── Records for this exercise

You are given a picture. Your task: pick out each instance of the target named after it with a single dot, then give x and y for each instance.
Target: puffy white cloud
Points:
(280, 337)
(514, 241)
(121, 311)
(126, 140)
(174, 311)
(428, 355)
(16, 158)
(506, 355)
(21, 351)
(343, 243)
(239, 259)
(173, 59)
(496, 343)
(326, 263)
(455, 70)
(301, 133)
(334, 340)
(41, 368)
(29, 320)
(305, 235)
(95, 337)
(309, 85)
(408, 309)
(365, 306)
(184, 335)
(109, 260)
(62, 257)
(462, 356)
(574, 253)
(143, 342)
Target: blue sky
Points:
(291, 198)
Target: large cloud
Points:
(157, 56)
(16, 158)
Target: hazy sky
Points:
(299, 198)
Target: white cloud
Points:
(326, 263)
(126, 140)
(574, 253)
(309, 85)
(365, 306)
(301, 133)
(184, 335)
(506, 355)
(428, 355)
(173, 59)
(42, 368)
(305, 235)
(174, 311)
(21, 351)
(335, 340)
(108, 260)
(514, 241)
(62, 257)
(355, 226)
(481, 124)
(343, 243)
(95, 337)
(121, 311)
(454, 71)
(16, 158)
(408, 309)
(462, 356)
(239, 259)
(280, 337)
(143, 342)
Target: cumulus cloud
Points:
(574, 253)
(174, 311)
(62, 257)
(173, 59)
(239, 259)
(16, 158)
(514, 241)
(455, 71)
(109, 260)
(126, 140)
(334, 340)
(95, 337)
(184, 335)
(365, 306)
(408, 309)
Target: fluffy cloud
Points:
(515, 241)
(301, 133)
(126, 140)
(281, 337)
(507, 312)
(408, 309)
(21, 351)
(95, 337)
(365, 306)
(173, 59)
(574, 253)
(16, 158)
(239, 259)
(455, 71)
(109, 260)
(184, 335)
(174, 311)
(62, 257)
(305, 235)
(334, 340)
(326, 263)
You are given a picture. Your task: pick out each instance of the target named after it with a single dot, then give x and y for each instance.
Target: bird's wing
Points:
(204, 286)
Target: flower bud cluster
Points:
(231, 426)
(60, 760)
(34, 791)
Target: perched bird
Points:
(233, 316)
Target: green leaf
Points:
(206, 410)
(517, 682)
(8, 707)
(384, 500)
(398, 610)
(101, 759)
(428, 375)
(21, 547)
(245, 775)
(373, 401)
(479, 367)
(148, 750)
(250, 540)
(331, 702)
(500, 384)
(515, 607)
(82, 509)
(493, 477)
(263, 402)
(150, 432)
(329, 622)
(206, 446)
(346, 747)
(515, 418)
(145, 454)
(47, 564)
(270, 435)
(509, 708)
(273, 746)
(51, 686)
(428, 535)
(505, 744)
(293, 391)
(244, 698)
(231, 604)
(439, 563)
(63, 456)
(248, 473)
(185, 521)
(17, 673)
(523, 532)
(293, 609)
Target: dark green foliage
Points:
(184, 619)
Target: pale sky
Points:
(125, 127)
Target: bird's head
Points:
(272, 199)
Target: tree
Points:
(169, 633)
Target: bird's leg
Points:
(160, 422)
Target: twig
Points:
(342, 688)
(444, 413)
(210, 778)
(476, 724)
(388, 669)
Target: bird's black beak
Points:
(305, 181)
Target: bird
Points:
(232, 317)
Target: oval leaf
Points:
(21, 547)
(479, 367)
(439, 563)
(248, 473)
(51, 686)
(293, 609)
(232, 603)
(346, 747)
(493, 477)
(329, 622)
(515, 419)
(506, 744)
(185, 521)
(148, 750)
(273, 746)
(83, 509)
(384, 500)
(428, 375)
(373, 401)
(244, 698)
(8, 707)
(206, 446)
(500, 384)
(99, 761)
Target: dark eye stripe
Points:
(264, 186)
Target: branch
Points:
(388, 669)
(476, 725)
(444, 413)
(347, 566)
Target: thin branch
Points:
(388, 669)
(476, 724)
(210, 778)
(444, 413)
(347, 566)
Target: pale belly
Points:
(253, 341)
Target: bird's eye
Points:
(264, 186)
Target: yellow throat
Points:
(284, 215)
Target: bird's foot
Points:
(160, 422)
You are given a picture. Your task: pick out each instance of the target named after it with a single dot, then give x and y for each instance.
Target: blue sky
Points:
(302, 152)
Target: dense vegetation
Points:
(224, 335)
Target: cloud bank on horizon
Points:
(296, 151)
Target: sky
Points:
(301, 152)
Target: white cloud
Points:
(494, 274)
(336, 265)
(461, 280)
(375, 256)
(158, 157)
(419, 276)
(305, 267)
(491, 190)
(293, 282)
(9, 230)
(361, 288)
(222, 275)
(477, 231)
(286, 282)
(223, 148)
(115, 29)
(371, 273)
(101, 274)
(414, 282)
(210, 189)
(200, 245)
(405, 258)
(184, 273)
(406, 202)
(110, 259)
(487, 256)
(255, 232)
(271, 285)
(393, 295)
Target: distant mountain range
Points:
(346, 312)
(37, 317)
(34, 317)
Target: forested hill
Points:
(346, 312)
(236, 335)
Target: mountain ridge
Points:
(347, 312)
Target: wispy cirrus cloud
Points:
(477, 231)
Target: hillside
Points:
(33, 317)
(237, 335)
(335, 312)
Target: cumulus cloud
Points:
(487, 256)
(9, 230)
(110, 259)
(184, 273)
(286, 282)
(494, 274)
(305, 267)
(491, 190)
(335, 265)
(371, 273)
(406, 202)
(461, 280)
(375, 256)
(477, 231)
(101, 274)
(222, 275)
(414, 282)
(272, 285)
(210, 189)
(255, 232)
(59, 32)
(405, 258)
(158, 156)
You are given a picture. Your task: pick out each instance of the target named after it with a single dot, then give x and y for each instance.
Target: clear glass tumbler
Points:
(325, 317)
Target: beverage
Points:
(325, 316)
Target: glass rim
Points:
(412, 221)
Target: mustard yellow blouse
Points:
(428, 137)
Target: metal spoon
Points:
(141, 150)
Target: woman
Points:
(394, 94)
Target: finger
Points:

────

_Requirement_
Extract all of the data shown above and repeat it verbatim.

_The solution_
You are given a picture. Your task: pick out each instance of the target named after it with a single dot, then give x and y for each instance.
Target: puffy white cloud
Points:
(280, 337)
(514, 241)
(121, 311)
(126, 140)
(174, 311)
(428, 355)
(16, 158)
(506, 355)
(21, 351)
(343, 243)
(239, 259)
(173, 59)
(496, 343)
(326, 263)
(455, 70)
(301, 133)
(334, 340)
(41, 368)
(29, 320)
(305, 235)
(95, 337)
(309, 85)
(408, 309)
(365, 306)
(184, 335)
(109, 260)
(62, 257)
(462, 356)
(574, 253)
(143, 342)
Target: blue sky
Points:
(291, 198)
Target: large cloud
Points:
(157, 56)
(16, 158)
Target: hazy sky
Points:
(299, 198)
Target: white cloud
Points:
(326, 263)
(126, 140)
(574, 253)
(309, 85)
(365, 306)
(301, 133)
(184, 335)
(506, 355)
(428, 355)
(173, 59)
(42, 368)
(305, 235)
(174, 311)
(21, 351)
(335, 340)
(108, 260)
(514, 241)
(62, 257)
(355, 226)
(481, 124)
(343, 243)
(95, 337)
(121, 311)
(454, 71)
(16, 158)
(408, 309)
(462, 356)
(239, 259)
(280, 337)
(143, 342)
Target: cumulus cloud
Points:
(574, 253)
(174, 311)
(62, 257)
(173, 59)
(239, 259)
(16, 158)
(514, 241)
(455, 71)
(109, 260)
(126, 140)
(334, 340)
(95, 337)
(184, 335)
(365, 306)
(408, 309)
Target: fluffy cloud
Points:
(515, 241)
(301, 133)
(126, 140)
(281, 337)
(507, 312)
(408, 309)
(21, 351)
(95, 337)
(365, 306)
(173, 59)
(574, 253)
(16, 158)
(239, 259)
(455, 71)
(109, 260)
(184, 335)
(174, 311)
(62, 257)
(305, 235)
(334, 340)
(326, 263)
You are given a picture. Your task: pick out each instance of the target named after it with a single dot, then give x and y for each instance.
Target: bird's wing
Points:
(204, 286)
Target: flower bud cluster
Points:
(231, 426)
(60, 760)
(34, 791)
Target: perched bird
Points:
(233, 316)
Target: green leaf
Points:
(206, 410)
(517, 682)
(8, 707)
(384, 500)
(398, 610)
(101, 759)
(428, 375)
(21, 547)
(245, 775)
(373, 401)
(479, 367)
(148, 750)
(250, 540)
(331, 702)
(500, 384)
(515, 607)
(82, 509)
(493, 477)
(263, 402)
(150, 432)
(329, 622)
(206, 446)
(346, 747)
(515, 418)
(145, 454)
(47, 564)
(270, 435)
(509, 708)
(273, 746)
(51, 686)
(428, 535)
(505, 744)
(293, 391)
(244, 698)
(231, 604)
(439, 563)
(63, 456)
(248, 473)
(185, 521)
(17, 673)
(523, 532)
(293, 609)
Target: dark green foliage
Points:
(184, 619)
Target: pale sky
Points:
(125, 127)
Target: bird's head
Points:
(272, 199)
Target: tree
Points:
(169, 633)
Target: bird's leg
Points:
(160, 422)
Target: twig
Points:
(342, 688)
(444, 413)
(210, 778)
(476, 724)
(388, 669)
Target: bird's black beak
Points:
(305, 181)
Target: bird
Points:
(232, 317)
Target: oval leaf
Points:
(21, 547)
(479, 367)
(439, 563)
(248, 473)
(51, 686)
(293, 609)
(232, 603)
(346, 747)
(493, 477)
(329, 622)
(515, 419)
(506, 744)
(185, 521)
(148, 750)
(273, 746)
(83, 509)
(384, 500)
(428, 375)
(373, 401)
(244, 698)
(8, 707)
(206, 446)
(500, 384)
(99, 761)
Target: dark eye stripe
Points:
(264, 186)
Target: branch
Points:
(388, 669)
(476, 725)
(444, 413)
(347, 566)
Target: thin branch
Points:
(388, 669)
(476, 724)
(210, 778)
(444, 413)
(347, 566)
Target: pale belly
Points:
(253, 341)
Target: bird's eye
Points:
(264, 186)
Target: yellow throat
Points:
(284, 215)
Target: bird's foot
Points:
(160, 422)
You are given a picture. Your task: pick out each instance of the target named after it with a single dot, then give x and y for each instance.
Target: blue sky
Points:
(302, 152)
Target: dense vegetation
Points:
(224, 335)
Target: cloud bank on horizon
Points:
(296, 151)
Target: sky
Points:
(301, 152)
Target: white cloud
Points:
(494, 274)
(336, 265)
(461, 280)
(375, 256)
(158, 157)
(419, 276)
(305, 267)
(491, 190)
(293, 282)
(9, 230)
(361, 288)
(222, 275)
(477, 231)
(286, 282)
(223, 148)
(115, 29)
(371, 273)
(101, 274)
(414, 282)
(210, 189)
(200, 245)
(405, 258)
(184, 273)
(406, 202)
(110, 259)
(487, 256)
(255, 232)
(271, 285)
(393, 295)
Target: distant mountain range
Points:
(346, 312)
(37, 317)
(34, 317)
Target: forested hill
Points:
(346, 312)
(236, 335)
Target: mountain ridge
Points:
(347, 312)
Target: wispy cirrus cloud
Points:
(477, 231)
Target: hillside
Points:
(33, 317)
(237, 335)
(335, 312)
Target: cumulus cloud
Points:
(487, 256)
(9, 230)
(110, 259)
(184, 273)
(286, 282)
(494, 274)
(305, 267)
(491, 190)
(335, 265)
(371, 273)
(406, 202)
(461, 280)
(375, 256)
(477, 231)
(101, 274)
(222, 275)
(414, 282)
(272, 285)
(210, 189)
(255, 232)
(59, 32)
(405, 258)
(158, 156)
You are given a picture. Your task: pick out each instance of the target named after it with a single dot, then give x and y for each instance.
Target: clear glass tumbler
Points:
(325, 317)
Target: beverage
Points:
(325, 316)
Target: glass rim
Points:
(412, 221)
Target: mustard yellow blouse
Points:
(428, 137)
Target: metal spoon
Points:
(141, 150)
Target: woman
Points:
(394, 94)
Target: finger
Points:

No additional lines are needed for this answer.